Collected data
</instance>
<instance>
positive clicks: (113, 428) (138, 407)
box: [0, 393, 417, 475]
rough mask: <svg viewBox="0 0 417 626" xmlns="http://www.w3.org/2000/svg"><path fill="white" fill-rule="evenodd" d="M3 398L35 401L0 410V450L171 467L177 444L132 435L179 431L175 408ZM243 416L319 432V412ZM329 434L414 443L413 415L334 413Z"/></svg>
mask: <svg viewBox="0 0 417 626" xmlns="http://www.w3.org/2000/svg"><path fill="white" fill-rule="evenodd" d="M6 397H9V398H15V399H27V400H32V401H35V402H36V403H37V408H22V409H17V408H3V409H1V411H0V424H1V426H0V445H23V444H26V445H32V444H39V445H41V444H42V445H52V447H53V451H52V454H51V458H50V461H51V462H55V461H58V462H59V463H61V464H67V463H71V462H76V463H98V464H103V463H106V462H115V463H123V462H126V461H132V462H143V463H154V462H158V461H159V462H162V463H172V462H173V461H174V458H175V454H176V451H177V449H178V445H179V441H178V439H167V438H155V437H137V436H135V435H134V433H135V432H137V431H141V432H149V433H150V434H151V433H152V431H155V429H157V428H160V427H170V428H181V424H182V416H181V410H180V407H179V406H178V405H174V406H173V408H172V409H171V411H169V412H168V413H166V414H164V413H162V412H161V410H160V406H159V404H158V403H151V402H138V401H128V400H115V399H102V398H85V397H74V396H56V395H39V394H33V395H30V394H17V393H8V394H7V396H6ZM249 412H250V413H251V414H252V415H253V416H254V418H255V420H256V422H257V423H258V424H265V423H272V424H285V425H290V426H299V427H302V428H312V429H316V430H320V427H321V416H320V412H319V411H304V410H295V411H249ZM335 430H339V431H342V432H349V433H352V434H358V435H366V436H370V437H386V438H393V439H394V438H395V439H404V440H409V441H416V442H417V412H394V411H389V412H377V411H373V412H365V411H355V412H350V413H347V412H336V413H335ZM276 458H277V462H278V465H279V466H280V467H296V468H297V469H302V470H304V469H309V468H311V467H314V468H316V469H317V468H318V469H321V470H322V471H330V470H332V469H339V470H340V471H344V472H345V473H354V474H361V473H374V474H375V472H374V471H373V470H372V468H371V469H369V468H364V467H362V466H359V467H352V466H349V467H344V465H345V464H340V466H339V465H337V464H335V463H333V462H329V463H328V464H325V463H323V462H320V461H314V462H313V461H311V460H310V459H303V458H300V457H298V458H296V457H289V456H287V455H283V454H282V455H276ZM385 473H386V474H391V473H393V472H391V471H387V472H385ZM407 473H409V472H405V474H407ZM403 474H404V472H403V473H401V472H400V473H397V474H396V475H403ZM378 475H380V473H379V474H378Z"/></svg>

| What you have to do |
Copy all of the lines above word for word, without changing anything.

| Output for this task |
</instance>
<instance>
positive clicks: (113, 428) (138, 407)
box: [0, 393, 417, 475]
rough mask: <svg viewBox="0 0 417 626" xmlns="http://www.w3.org/2000/svg"><path fill="white" fill-rule="evenodd" d="M3 398L35 401L0 410V450L171 467L177 444L132 435L179 431L175 408ZM243 416L319 432V412ZM329 434L414 443L413 415L334 413Z"/></svg>
mask: <svg viewBox="0 0 417 626" xmlns="http://www.w3.org/2000/svg"><path fill="white" fill-rule="evenodd" d="M6 397H9V398H15V399H27V400H32V401H35V402H36V403H37V408H22V409H17V408H3V409H1V411H0V424H1V426H0V445H23V444H26V445H32V444H39V445H41V444H42V445H52V447H53V451H52V454H51V458H50V461H51V462H55V461H58V462H59V463H61V464H67V463H71V462H76V463H98V464H103V463H106V462H115V463H123V462H126V461H132V462H143V463H154V462H158V461H159V462H162V463H172V462H173V461H174V458H175V454H176V451H177V449H178V445H179V441H178V439H167V438H155V437H137V436H135V435H134V433H135V432H137V431H141V432H149V433H150V434H151V433H152V431H155V429H157V428H160V427H170V428H181V424H182V416H181V410H180V407H179V406H178V405H174V406H173V408H172V409H171V411H169V412H168V413H166V414H164V413H162V412H161V410H160V406H159V404H158V403H151V402H138V401H128V400H115V399H102V398H85V397H74V396H56V395H39V394H33V395H30V394H17V393H8V394H7V396H6ZM249 412H250V413H251V414H252V415H253V416H254V418H255V420H256V422H257V423H258V424H265V423H272V424H285V425H290V426H299V427H302V428H312V429H316V430H320V427H321V416H320V412H319V411H304V410H295V411H249ZM335 430H339V431H342V432H349V433H352V434H358V435H366V436H370V437H386V438H393V439H394V438H395V439H404V440H409V441H416V442H417V412H394V411H389V412H377V411H373V412H365V411H355V412H350V413H347V412H336V413H335ZM276 458H277V462H278V465H279V466H280V467H296V468H297V469H302V470H304V469H309V468H311V467H314V468H316V469H317V468H318V469H321V470H322V471H330V470H332V469H339V470H340V471H344V472H345V473H354V474H361V473H374V474H375V472H374V471H373V470H372V468H371V469H369V468H364V467H362V466H359V467H352V466H349V467H344V465H345V464H340V466H339V465H337V464H335V463H333V462H329V463H328V464H325V463H323V462H320V461H314V462H313V461H311V460H310V459H303V458H300V457H298V458H296V457H289V456H287V455H283V454H282V455H276ZM385 473H386V474H391V473H393V472H391V471H387V472H385ZM407 473H409V472H405V474H407ZM403 474H404V472H403V473H401V472H400V473H397V474H396V475H403ZM378 475H380V473H379V474H378Z"/></svg>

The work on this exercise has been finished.